• [Excerpted text]:
******************************

This version has the added benefit that the modification to include the delimiter is also easy to understand:
split2 str = case break (==',') str of
(a, ',':b) -> a : "," : split2 b
(a, "") -> [a]
Note that I've written the patterns in these functions in more detail than is necessary to make it absolute clear what's going on, and this also means that Haskell does a duplicate check on each comma. For this reason, some people might prefer:
split str = case break (==',') str of
(a, _:b) -> a : split b
(a, _) -> [a]
or, if they still wanted to document exactly what they were expecting in each case branch:
split str = case break (==',') str of
(a, _comma:b) -> a : split b
(a, _empty) -> [a]
Instead of altering code in the hope that it matches the expecations, it is usually better to understand the code fragment first.
split :: String -> [String]
split [] = [""]
split (c:cs) | c == ',' = "" : rest
| otherwise = (c : head rest) : tail rest
where rest = split cs
First of all we better analyze what split does. The first statement simply says "The split of an empty string, is a list with one element, the empty string". This seems reasonable. Now the second clause states: "In case the head of the string is a comma, we produce a list where the first element is an empty string, followed by splitting up the remainings of the string.". The last guard says "In case the first character of the string is not a comma, we prepend that character to the first item of the split of the remaining string, followed by the remaining elements of the split of the remaining string". Mind that split returns a list of strings, so the head rest is a string.

******************************

• [Listing]:
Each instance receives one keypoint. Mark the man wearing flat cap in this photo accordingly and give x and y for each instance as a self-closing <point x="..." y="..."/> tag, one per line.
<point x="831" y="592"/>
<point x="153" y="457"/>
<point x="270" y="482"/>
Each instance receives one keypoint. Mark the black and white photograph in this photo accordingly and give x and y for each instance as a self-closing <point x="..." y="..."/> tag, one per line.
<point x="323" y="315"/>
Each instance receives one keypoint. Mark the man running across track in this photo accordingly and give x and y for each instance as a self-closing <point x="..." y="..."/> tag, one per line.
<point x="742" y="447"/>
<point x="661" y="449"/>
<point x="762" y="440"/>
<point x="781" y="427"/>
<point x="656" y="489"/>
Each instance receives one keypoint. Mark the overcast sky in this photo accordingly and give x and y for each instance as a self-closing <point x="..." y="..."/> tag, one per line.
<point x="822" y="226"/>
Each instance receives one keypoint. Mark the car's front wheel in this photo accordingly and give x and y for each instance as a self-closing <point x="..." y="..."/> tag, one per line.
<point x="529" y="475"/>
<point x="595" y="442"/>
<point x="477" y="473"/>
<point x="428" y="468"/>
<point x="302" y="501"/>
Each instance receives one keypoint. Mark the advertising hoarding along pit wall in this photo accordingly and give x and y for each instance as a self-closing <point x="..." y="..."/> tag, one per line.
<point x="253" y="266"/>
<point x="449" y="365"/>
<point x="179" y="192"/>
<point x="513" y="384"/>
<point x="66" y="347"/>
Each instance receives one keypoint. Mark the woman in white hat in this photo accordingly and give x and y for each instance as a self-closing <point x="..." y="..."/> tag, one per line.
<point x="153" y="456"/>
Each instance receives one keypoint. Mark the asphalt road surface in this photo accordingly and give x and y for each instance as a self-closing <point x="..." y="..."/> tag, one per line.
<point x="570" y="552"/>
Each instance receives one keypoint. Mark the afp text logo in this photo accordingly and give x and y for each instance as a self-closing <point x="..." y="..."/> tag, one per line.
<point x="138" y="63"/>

******************************

• [Task details]: Carry on the Haskell string-splitting discussion from where it stops. You won't need the entries.

• [Exercise answer]:
So if we want to add the delimiter to the output, then we need to add that as a separate string in the output of split. Where? In the first guard. We should not return "," : rest, since the head is - by recursion - prepended, but as a separate string. So the result is:
split :: String -> [String]
split [] = [""]
split (c:cs) | c == ',' = "" : "," : rest
| otherwise = (c : head rest) : tail rest
where rest = split cs
That example code is poor style. Never use head and tail unless you know exactly what you're doing (these functions are unsafe, partial functions). Also, equality comparisons are usually better written as dedicated patterns.
With that in mind, the example becomes:
split :: String -> [String]
split "" = [""]
split (',':cs) = "" : split cs
split (c:cs) = (c:cellCompletion) : otherCells
where cellCompletion : otherCells = split cs
(Strictly speaking, this is still unsafe because the match cellCompletion:otherCells is non-exhaustive, but at least it happens in a well-defined place which will give a clear error message if anything goes wrong.)
Now IMO, this makes it quite a bit clearer what's actually going on here: with "" : split cs, the intend is not really to add an empty cell to the result. Rather, it is to add a cell which will be filled up by calls further up in the recursion stack. This happens because those calls deconstruct the deeper result again, with the pattern match cellCompletion : otherCells = split cs, i.e. they pop off the first cell again and prepend the actual cell contents.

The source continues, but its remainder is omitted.